** Problem **
Copy out the entries that come next, exactly.

### Extracted data

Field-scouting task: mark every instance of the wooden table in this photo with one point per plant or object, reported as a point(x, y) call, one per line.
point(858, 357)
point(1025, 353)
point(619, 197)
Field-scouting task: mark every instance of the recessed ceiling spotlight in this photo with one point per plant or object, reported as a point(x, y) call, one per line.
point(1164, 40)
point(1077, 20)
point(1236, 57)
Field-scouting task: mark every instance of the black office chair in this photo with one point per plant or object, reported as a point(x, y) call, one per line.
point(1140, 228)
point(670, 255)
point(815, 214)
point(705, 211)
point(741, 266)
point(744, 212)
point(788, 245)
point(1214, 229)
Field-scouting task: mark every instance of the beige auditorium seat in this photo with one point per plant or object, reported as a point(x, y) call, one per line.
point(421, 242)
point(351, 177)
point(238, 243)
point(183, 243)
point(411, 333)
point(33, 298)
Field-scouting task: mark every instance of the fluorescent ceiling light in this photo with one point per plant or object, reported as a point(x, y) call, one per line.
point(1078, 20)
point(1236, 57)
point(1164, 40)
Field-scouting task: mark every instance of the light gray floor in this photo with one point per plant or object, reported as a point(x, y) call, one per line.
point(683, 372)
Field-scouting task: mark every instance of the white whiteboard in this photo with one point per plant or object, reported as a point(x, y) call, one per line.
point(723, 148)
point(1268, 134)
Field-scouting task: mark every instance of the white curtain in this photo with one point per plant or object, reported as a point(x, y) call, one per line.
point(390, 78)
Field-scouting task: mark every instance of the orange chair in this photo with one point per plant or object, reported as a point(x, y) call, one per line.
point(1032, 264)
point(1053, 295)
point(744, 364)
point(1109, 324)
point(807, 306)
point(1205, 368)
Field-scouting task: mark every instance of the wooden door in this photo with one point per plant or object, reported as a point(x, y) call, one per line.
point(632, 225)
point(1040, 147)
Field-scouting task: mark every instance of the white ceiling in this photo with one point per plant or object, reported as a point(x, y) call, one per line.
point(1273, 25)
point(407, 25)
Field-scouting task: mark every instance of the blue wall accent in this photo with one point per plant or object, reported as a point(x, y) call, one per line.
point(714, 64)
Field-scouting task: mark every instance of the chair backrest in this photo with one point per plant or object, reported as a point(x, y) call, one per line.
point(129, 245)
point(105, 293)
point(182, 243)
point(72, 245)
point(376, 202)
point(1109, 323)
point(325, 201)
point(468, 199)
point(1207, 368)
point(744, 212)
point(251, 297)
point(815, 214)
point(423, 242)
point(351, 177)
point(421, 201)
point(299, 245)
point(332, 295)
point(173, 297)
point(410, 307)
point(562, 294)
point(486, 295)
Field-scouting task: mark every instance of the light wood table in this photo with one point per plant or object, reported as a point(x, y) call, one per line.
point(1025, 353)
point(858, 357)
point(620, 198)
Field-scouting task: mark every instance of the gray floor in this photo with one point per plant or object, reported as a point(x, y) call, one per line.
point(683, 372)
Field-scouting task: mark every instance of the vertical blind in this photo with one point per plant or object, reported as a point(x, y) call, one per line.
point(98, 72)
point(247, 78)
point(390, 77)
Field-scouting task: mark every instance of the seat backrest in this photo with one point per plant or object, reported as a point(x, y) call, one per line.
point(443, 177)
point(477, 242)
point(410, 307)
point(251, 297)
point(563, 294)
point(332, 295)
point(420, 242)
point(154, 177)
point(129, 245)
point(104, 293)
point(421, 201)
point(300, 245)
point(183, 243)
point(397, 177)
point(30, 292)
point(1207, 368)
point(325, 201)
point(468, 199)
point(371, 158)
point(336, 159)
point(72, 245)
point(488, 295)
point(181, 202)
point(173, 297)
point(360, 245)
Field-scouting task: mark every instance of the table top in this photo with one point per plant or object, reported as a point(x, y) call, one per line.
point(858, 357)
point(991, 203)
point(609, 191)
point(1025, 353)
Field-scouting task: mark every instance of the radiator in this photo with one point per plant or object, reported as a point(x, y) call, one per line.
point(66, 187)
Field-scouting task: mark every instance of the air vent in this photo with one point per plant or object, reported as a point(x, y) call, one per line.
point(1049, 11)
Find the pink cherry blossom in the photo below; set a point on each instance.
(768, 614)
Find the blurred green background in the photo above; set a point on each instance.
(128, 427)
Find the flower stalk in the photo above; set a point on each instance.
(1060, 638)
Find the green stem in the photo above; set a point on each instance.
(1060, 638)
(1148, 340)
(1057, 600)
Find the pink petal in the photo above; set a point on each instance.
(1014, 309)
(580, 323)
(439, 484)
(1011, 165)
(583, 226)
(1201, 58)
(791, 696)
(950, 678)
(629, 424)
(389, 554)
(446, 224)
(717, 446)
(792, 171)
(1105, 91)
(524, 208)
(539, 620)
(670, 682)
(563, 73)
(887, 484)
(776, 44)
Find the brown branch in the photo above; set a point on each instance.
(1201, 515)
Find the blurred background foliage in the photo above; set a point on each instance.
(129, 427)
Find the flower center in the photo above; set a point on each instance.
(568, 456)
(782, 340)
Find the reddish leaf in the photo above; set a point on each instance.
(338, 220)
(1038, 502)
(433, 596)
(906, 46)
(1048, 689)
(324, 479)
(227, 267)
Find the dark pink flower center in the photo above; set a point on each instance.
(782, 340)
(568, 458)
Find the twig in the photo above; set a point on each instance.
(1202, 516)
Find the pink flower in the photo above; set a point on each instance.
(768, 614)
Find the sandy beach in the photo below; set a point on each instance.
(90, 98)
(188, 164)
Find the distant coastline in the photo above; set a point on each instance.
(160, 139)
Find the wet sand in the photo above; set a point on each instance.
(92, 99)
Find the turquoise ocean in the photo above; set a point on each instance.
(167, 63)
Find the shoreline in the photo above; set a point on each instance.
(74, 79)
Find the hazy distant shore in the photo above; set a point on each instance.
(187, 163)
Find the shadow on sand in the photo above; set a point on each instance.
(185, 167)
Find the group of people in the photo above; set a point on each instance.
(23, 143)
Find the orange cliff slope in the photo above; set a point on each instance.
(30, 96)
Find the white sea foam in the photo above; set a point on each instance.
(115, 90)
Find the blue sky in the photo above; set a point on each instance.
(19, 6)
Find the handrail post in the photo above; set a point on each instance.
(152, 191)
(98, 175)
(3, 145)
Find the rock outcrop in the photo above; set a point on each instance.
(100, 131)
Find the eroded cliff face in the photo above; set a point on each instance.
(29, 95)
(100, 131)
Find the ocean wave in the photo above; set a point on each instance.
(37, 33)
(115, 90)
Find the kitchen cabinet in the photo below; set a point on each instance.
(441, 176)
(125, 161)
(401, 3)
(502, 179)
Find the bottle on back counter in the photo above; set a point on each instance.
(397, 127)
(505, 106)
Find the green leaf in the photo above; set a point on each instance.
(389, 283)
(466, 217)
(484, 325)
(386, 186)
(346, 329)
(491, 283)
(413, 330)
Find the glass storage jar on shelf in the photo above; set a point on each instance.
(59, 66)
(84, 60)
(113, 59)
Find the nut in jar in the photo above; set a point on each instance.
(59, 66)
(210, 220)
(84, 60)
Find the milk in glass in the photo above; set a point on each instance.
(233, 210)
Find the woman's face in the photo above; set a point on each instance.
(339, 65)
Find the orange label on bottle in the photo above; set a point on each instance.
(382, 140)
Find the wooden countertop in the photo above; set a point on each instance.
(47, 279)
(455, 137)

######

** Output below **
Field-scouting task: mark every instance of the wooden table in this photo with one point per plant or object, reported as a point(x, y) call, one per line.
point(858, 357)
point(1025, 353)
point(619, 197)
Field-scouting task: mark every instance of the recessed ceiling spotlight in this photo with one point per plant or object, reported as a point(x, y) call, one per line.
point(1164, 40)
point(1077, 20)
point(1236, 57)
Field-scouting task: mark every instance of the black office chair in this photo with one point per plant or object, reported as a point(x, y) call, one per line.
point(1140, 228)
point(670, 255)
point(815, 214)
point(705, 211)
point(741, 266)
point(744, 212)
point(788, 245)
point(1214, 229)
Field-scouting task: mark every instance of the beige auditorium seat in this photo with one point per plant or object, reported as a point(x, y) call, one per line.
point(421, 242)
point(351, 177)
point(238, 243)
point(183, 243)
point(411, 333)
point(33, 298)
Field-scouting task: mark every instance of the fluorescent ceiling light in this photo with one point per plant or object, reported as a point(x, y) call, one per line.
point(1078, 20)
point(1236, 57)
point(1164, 40)
Field-scouting task: mark every instance of the light gray floor in this photo with one point per plant or object, reported as a point(x, y) call, one per line.
point(683, 372)
Field-scouting task: mark every instance of the white whiteboard in this photo with one point per plant or object, reported as a point(x, y) call, one per line.
point(723, 148)
point(1268, 134)
Field-scouting task: mark every instance of the white curtain in this photo with one point per plant or object, reported as a point(x, y) call, one per line.
point(390, 78)
Field-scouting task: mark every instance of the orange chair in this photo with one point per plant or object, reported as a point(x, y) call, one per line.
point(1032, 264)
point(1053, 295)
point(744, 364)
point(1109, 324)
point(807, 306)
point(1205, 368)
Field-scouting task: mark every instance of the wooden door in this photo with one point per plant or object, reported as a point(x, y) call, one per line.
point(632, 225)
point(1040, 147)
Field-scouting task: mark every instance of the white ceiling in this photo with one point per plant or object, reported as a point(x, y) call, one per line.
point(1273, 25)
point(407, 25)
Field-scouting task: mark every instance of the blue wall accent in this photo with one point per plant or object, reported as a point(x, y) call, one per line.
point(714, 64)
Field-scouting task: mark every instance of the chair backrest in this photo with one point per plant or object, reported as a point(x, y) call, one per line.
point(129, 245)
point(105, 293)
point(182, 243)
point(72, 245)
point(376, 202)
point(1109, 323)
point(325, 201)
point(468, 199)
point(1207, 368)
point(744, 212)
point(251, 297)
point(815, 214)
point(423, 242)
point(351, 177)
point(421, 201)
point(299, 245)
point(332, 295)
point(173, 297)
point(410, 307)
point(562, 294)
point(486, 295)
Field-scouting task: mark every instance of the light wood table in this photo with one point per plant or object, reported as a point(x, y) call, one per line.
point(1025, 353)
point(858, 357)
point(620, 198)
Field-scouting task: mark every instance of the gray floor in this photo with one point per plant or object, reported as a point(x, y) call, one per line.
point(683, 372)
Field-scouting task: mark every instance of the vertical blind in this photo with one point per plant or object, reported as a point(x, y) call, one per line.
point(98, 72)
point(247, 78)
point(390, 77)
Field-scouting task: mark every instance of the seat backrest in this photo with one point per plant or object, reported as a point(x, y) call, one per line.
point(443, 177)
point(477, 242)
point(410, 307)
point(251, 297)
point(563, 294)
point(332, 295)
point(420, 242)
point(154, 177)
point(129, 245)
point(104, 293)
point(421, 201)
point(300, 245)
point(183, 243)
point(397, 177)
point(30, 292)
point(1207, 368)
point(325, 201)
point(468, 199)
point(371, 158)
point(336, 159)
point(72, 245)
point(488, 295)
point(181, 202)
point(173, 297)
point(360, 245)
Field-scouting task: mark every instance of the table top in this photo with one point per plant or object, reported as a point(x, y) call, one per line.
point(858, 357)
point(991, 203)
point(609, 191)
point(1025, 353)
Field-scouting task: mark every instance of the radiator in this photo with one point per plant or object, reported as a point(x, y) call, one per line.
point(66, 187)
Field-scouting task: mark every instance of the air vent in this photo with one point per plant or object, reported as a point(x, y) call, one per line.
point(1049, 11)
Find the pink cherry blossom in the photo below; set a point on each instance.
(768, 614)
Find the blurred green background in the photo above; set a point on each instance.
(128, 427)
Find the flower stalk in the photo above; set a point on each instance.
(1060, 638)
Find the green stem in the photo above; set a point on each instance.
(1060, 638)
(1148, 340)
(1057, 600)
Find the pink petal in the photo above; set a point on each instance.
(1014, 309)
(580, 323)
(439, 484)
(1011, 165)
(583, 226)
(1201, 58)
(791, 696)
(950, 678)
(629, 424)
(389, 554)
(446, 224)
(717, 446)
(792, 171)
(1105, 91)
(524, 208)
(539, 620)
(670, 682)
(563, 73)
(887, 484)
(776, 44)
Find the brown branch in the photo above; set a point on each instance.
(1201, 515)
Find the blurred background foliage in the photo above; set a point on each instance.
(129, 427)
Find the flower center in the photo above; set a point on each instance.
(568, 456)
(782, 340)
Find the reddish leaf in the photo above; set a point on each instance.
(338, 220)
(1038, 502)
(433, 596)
(906, 46)
(1048, 689)
(324, 479)
(227, 267)
Find the dark pink flower center in the photo above; set a point on each instance.
(782, 340)
(568, 458)
Find the twig in the photo above; set a point on each instance.
(1202, 516)
Find the pink flower in the photo above; set a point on each instance.
(768, 614)
Find the sandy beach in the photo below; set a point on each instance.
(90, 98)
(188, 164)
Find the distant coastline in the photo above; set a point on each instance.
(160, 139)
Find the wet sand in the photo above; set a point on each instance.
(92, 99)
Find the turquoise ocean in the photo above; set a point on each instance.
(167, 63)
Find the shoreline in the photo above; set a point on each instance.
(74, 79)
Find the hazy distant shore in the photo above; set a point on each instance.
(187, 163)
Find the shadow on sand in the photo above; set a point on each instance.
(185, 167)
Find the group of people in the photo above; set a point on each instance.
(23, 143)
Find the orange cliff slope in the photo above; set a point on each instance.
(30, 96)
Find the white sea foam in the photo above; set a point on each instance.
(115, 90)
Find the blue sky in the photo above; set a point on each instance.
(19, 6)
Find the handrail post in the photo above; set a point on each instance.
(152, 191)
(98, 175)
(3, 145)
Find the rock outcrop in the photo above; set a point on each instance.
(100, 131)
Find the eroded cliff face in the photo above; set a point on each instance.
(29, 95)
(100, 131)
Find the ocean wave in the photo above; set a point on each instance.
(37, 33)
(115, 90)
Find the kitchen cabinet in the photo below; set a point on each instance.
(441, 176)
(125, 161)
(401, 3)
(502, 179)
Find the bottle on back counter in the photo above; set a point on each instance.
(397, 127)
(505, 106)
Find the green leaf in the photo above; set a point on each instance.
(389, 283)
(466, 217)
(484, 325)
(386, 186)
(346, 329)
(491, 283)
(413, 330)
Find the glass storage jar on shelf in the photo above; set a point on each instance.
(59, 66)
(84, 60)
(113, 59)
Find the nut in jar in the photo above; set a point on each instance.
(59, 66)
(210, 220)
(84, 60)
Find the milk in glass in the photo above; set a point on each instance.
(233, 210)
Find the woman's face in the photo above; set a point on each instance.
(339, 65)
Find the orange label on bottle in the photo above; set a point on each instance.
(382, 140)
Find the wooden countertop in the photo above; set a point on each instance.
(47, 279)
(455, 137)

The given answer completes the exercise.